To do ->
Copy out all of the data below without changing a single character.

Available records ->

====

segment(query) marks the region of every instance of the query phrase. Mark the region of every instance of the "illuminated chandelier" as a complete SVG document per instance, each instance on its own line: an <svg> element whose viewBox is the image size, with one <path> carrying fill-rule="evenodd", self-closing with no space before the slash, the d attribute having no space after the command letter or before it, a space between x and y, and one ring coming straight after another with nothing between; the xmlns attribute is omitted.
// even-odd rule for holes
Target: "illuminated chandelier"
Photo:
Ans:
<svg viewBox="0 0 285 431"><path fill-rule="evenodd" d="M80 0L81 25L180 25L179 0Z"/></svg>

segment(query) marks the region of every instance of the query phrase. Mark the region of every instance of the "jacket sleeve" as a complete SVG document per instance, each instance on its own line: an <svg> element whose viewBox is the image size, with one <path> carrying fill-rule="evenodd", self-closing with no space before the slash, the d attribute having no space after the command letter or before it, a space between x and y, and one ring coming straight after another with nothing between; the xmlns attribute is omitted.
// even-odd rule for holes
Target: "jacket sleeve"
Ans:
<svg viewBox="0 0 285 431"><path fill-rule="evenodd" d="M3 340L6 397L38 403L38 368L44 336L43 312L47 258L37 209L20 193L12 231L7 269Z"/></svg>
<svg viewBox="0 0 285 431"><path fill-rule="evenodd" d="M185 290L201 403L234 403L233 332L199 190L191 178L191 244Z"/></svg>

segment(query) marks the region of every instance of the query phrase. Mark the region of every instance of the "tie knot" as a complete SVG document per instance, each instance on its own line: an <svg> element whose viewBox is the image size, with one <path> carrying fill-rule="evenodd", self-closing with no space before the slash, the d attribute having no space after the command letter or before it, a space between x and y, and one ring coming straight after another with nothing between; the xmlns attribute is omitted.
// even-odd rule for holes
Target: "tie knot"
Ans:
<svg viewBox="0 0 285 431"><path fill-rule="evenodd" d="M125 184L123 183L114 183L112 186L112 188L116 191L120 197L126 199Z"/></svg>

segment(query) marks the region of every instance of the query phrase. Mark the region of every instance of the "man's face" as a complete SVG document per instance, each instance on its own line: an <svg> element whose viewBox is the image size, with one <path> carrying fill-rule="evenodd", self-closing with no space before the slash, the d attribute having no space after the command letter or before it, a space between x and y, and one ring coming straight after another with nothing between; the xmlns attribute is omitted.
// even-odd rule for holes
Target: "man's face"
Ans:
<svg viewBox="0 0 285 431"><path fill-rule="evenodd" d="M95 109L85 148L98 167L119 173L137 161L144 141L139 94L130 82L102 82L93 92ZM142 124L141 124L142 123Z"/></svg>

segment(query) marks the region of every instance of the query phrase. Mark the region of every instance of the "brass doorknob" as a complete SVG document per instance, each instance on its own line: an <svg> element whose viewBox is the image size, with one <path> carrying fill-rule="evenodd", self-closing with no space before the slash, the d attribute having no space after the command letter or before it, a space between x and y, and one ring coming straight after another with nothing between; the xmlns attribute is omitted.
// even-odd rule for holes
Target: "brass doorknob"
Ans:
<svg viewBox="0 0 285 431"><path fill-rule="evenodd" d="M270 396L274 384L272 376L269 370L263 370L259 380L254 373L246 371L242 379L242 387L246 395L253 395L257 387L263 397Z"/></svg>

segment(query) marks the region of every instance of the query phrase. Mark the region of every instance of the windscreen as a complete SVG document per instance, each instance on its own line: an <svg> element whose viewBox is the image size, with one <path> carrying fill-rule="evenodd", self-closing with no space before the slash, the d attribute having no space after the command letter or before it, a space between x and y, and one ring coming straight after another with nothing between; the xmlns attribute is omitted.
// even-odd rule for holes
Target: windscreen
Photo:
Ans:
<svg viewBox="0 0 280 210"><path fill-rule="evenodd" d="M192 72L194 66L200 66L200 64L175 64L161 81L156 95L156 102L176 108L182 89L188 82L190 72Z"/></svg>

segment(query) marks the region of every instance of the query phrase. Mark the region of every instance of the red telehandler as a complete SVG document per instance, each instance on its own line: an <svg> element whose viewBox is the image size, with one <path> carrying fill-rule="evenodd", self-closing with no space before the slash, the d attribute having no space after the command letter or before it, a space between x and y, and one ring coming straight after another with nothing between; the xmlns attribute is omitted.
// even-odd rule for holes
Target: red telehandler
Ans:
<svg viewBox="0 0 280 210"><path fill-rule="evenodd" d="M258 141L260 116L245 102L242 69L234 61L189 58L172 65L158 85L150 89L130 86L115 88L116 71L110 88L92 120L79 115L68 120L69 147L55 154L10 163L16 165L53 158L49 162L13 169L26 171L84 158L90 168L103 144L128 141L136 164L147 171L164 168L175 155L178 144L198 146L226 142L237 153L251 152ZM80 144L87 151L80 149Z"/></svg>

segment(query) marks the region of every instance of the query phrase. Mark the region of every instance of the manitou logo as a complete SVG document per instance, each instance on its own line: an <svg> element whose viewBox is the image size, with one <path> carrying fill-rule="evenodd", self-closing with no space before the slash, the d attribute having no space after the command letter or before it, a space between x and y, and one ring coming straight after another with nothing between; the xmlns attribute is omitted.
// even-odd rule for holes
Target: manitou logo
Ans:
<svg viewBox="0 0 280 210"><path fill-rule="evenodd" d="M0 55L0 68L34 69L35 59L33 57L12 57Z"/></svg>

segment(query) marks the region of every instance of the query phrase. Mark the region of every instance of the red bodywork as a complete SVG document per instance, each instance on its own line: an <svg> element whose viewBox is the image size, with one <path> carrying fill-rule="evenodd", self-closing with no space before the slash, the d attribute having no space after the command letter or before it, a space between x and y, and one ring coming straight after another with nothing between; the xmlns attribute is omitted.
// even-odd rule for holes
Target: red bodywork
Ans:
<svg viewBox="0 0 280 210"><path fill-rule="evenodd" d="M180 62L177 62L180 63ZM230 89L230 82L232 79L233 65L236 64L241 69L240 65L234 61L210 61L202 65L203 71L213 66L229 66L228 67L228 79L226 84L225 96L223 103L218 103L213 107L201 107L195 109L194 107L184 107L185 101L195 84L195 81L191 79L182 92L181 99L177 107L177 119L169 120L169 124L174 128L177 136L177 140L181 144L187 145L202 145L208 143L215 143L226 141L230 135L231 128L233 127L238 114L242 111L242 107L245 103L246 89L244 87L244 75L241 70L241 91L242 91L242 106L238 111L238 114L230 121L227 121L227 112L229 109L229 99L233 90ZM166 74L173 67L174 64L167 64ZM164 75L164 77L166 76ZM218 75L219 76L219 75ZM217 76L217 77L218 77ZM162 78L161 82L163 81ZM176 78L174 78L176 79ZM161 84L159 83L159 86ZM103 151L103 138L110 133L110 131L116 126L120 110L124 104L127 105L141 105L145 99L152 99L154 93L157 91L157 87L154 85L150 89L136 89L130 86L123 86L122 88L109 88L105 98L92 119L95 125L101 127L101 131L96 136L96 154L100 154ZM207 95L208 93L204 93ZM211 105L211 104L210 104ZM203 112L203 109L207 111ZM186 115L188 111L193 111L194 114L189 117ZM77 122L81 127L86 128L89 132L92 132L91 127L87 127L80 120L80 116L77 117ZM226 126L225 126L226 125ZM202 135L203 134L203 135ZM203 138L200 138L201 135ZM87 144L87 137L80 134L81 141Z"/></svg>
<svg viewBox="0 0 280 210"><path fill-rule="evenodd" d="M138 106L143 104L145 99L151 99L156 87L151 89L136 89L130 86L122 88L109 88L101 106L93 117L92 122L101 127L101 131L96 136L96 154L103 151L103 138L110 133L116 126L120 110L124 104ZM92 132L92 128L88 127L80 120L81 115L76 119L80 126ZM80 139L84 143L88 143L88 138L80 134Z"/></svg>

====

Exercise output ->
segment(query) marks the region of every instance of the query phrase. Mark the region of every instance of the "illuminated chandelier" as a complete SVG document per instance, each instance on its own line: an <svg> element whose viewBox is the image size, with one <path> carrying fill-rule="evenodd", self-closing with no space before the slash, the d attribute having no space after the command letter or before it, a space between x and y, and one ring coming straight after another with nothing between; the xmlns attribute is omitted.
// even-odd rule for holes
Target: "illuminated chandelier"
Photo:
Ans:
<svg viewBox="0 0 285 431"><path fill-rule="evenodd" d="M80 0L81 25L180 25L179 0Z"/></svg>

segment(query) marks the region of every instance of the query phrase. Mark the region of every instance of the "jacket sleeve" as a complete SVG document per instance, each instance on its own line: an <svg> element whose viewBox is the image size, with one <path> carrying fill-rule="evenodd", self-closing with no space before the slash, the d attribute having no space after the command letter or before it, a space between x and y, and one ring coming straight after another with nothing between; the xmlns attribute is omitted.
// even-odd rule for holes
Target: "jacket sleeve"
Ans:
<svg viewBox="0 0 285 431"><path fill-rule="evenodd" d="M3 340L6 397L38 403L38 368L44 336L43 312L47 258L37 209L20 193L12 231L7 269Z"/></svg>
<svg viewBox="0 0 285 431"><path fill-rule="evenodd" d="M185 290L201 403L234 403L233 332L199 190L191 178L191 244Z"/></svg>

segment(query) marks the region of every instance of the query phrase. Mark the region of every instance of the "tie knot" as a complete SVG document per instance, each instance on its own line: an <svg> element whose viewBox is the image size, with one <path> carrying fill-rule="evenodd", self-closing with no space before the slash, the d attribute having no space after the command letter or before it, a space between x and y, and one ring coming straight after another with nothing between; the xmlns attribute is omitted.
// even-odd rule for holes
Target: "tie knot"
Ans:
<svg viewBox="0 0 285 431"><path fill-rule="evenodd" d="M125 184L123 183L114 183L112 186L112 188L116 191L120 197L126 199Z"/></svg>

segment(query) marks the region of every instance of the query phrase. Mark the region of every instance of the "man's face" as a complete SVG document per instance, each instance on its own line: an <svg> element whose viewBox is the image size, with one <path> carrying fill-rule="evenodd", self-closing with no space before the slash, the d attribute having no space after the command letter or before it, a space between x and y, and one ring coming straight after another with nothing between; the xmlns attribute is omitted.
// even-odd rule for holes
Target: "man's face"
Ans:
<svg viewBox="0 0 285 431"><path fill-rule="evenodd" d="M95 109L85 148L98 167L119 173L137 161L144 141L139 94L130 82L102 82L93 92ZM142 124L141 124L142 123Z"/></svg>

segment(query) marks the region of every instance of the query phrase. Mark the region of every instance of the "brass doorknob" as a complete SVG document per instance, each instance on its own line: an <svg> element whose viewBox is the image size, with one <path> carrying fill-rule="evenodd", self-closing with no space before the slash, the d attribute having no space after the command letter or before it, a space between x and y, and one ring coming straight after another with nothing between; the xmlns attribute is omitted.
// even-odd rule for holes
Target: "brass doorknob"
Ans:
<svg viewBox="0 0 285 431"><path fill-rule="evenodd" d="M270 396L274 384L272 376L269 370L263 370L259 380L254 373L246 371L242 379L242 387L246 395L253 395L257 387L263 397Z"/></svg>

segment(query) marks the region of every instance of the query phrase. Mark the region of every instance of the windscreen as a complete SVG document per instance, each instance on its own line: an <svg> element whose viewBox is the image size, with one <path> carrying fill-rule="evenodd", self-closing with no space before the slash, the d attribute having no space after the command letter or before it, a space between x and y, and one ring coming straight after another with nothing between; the xmlns attribute is omitted.
// even-odd rule for holes
Target: windscreen
Photo:
Ans:
<svg viewBox="0 0 280 210"><path fill-rule="evenodd" d="M192 72L194 66L200 66L200 64L175 64L161 81L156 95L156 102L176 108L182 89L188 82L190 72Z"/></svg>

segment(query) marks the region of every instance of the query phrase. Mark the region of every instance of the red telehandler as a complete SVG document per instance, each instance on its own line: an <svg> element whose viewBox is the image size, with one <path> carrying fill-rule="evenodd", self-closing with no space before the slash, the d attribute having no space after the command letter or before it, a space between x and y, and one ring coming straight after another with nothing between; the xmlns attribute is omitted.
// even-odd rule for holes
Target: red telehandler
Ans:
<svg viewBox="0 0 280 210"><path fill-rule="evenodd" d="M258 141L260 116L245 102L242 69L234 61L189 58L172 65L158 85L150 89L130 86L115 88L116 71L110 88L92 120L79 115L68 120L69 147L55 154L10 163L16 165L53 158L49 162L13 169L26 171L84 158L90 168L103 144L128 141L136 164L147 171L164 168L175 155L178 144L198 146L226 142L237 153L251 152ZM80 144L87 151L80 149Z"/></svg>

segment(query) marks the region of every instance of the query phrase. Mark the region of every instance of the manitou logo as a complete SVG document per instance, each instance on its own line: an <svg> element whose viewBox is the image size, with one <path> carrying fill-rule="evenodd", self-closing with no space before the slash, the d attribute having no space after the command letter or before it, a space between x and y, and one ring coming straight after another with nothing between; the xmlns attribute is omitted.
// even-odd rule for holes
Target: manitou logo
Ans:
<svg viewBox="0 0 280 210"><path fill-rule="evenodd" d="M0 55L0 68L34 69L35 59L33 57L12 57Z"/></svg>

segment(query) marks the region of every instance of the query phrase. Mark the region of every instance of the red bodywork as a complete SVG document per instance, each instance on its own line: an <svg> element whose viewBox is the image size, with one <path> carrying fill-rule="evenodd", self-closing with no space before the slash, the d attribute having no space after the command letter or before it, a space between x and y, and one ring coming straight after another with nothing between; the xmlns attribute is omitted.
// even-odd rule for holes
Target: red bodywork
Ans:
<svg viewBox="0 0 280 210"><path fill-rule="evenodd" d="M180 62L177 62L180 63ZM230 89L230 82L232 79L233 65L236 64L241 69L240 65L234 61L210 61L202 65L203 71L213 66L229 66L228 67L228 79L226 84L225 96L223 103L218 103L213 107L201 107L195 109L194 107L184 107L185 101L195 84L195 81L191 79L182 92L181 99L177 107L177 119L169 120L169 124L174 128L177 136L177 140L181 144L187 145L202 145L208 143L215 143L226 141L230 135L231 128L233 127L238 114L242 111L242 107L245 103L246 89L244 87L244 75L241 70L241 91L242 91L242 106L238 111L238 114L230 121L227 121L227 112L229 109L229 99L233 90ZM166 74L173 67L174 64L167 64ZM164 75L164 77L166 76ZM218 75L219 76L219 75ZM217 76L217 77L218 77ZM162 78L161 82L163 81ZM176 78L174 78L176 79ZM161 84L159 83L159 86ZM103 151L103 138L110 133L110 131L116 126L120 110L124 104L127 105L141 105L145 99L152 99L154 93L157 91L157 87L154 85L150 89L136 89L130 86L123 86L122 88L109 88L105 98L92 119L95 125L101 127L101 131L96 136L96 154L100 154ZM207 95L208 93L204 93ZM211 105L211 104L210 104ZM203 112L203 109L207 111ZM186 115L188 111L193 111L194 114L189 117ZM77 122L81 127L86 128L89 132L92 132L91 127L87 127L80 120L80 116L77 117ZM226 126L225 126L226 125ZM202 135L203 134L203 135ZM203 138L200 138L201 135ZM87 144L87 137L80 134L81 141Z"/></svg>
<svg viewBox="0 0 280 210"><path fill-rule="evenodd" d="M138 106L143 104L145 99L151 99L156 87L151 89L136 89L130 86L122 88L109 88L101 106L93 117L92 122L101 127L101 131L96 136L96 154L103 151L103 138L110 133L116 126L120 110L124 104ZM92 132L92 128L88 127L80 120L81 115L76 119L80 126ZM80 139L84 143L88 143L88 138L80 134Z"/></svg>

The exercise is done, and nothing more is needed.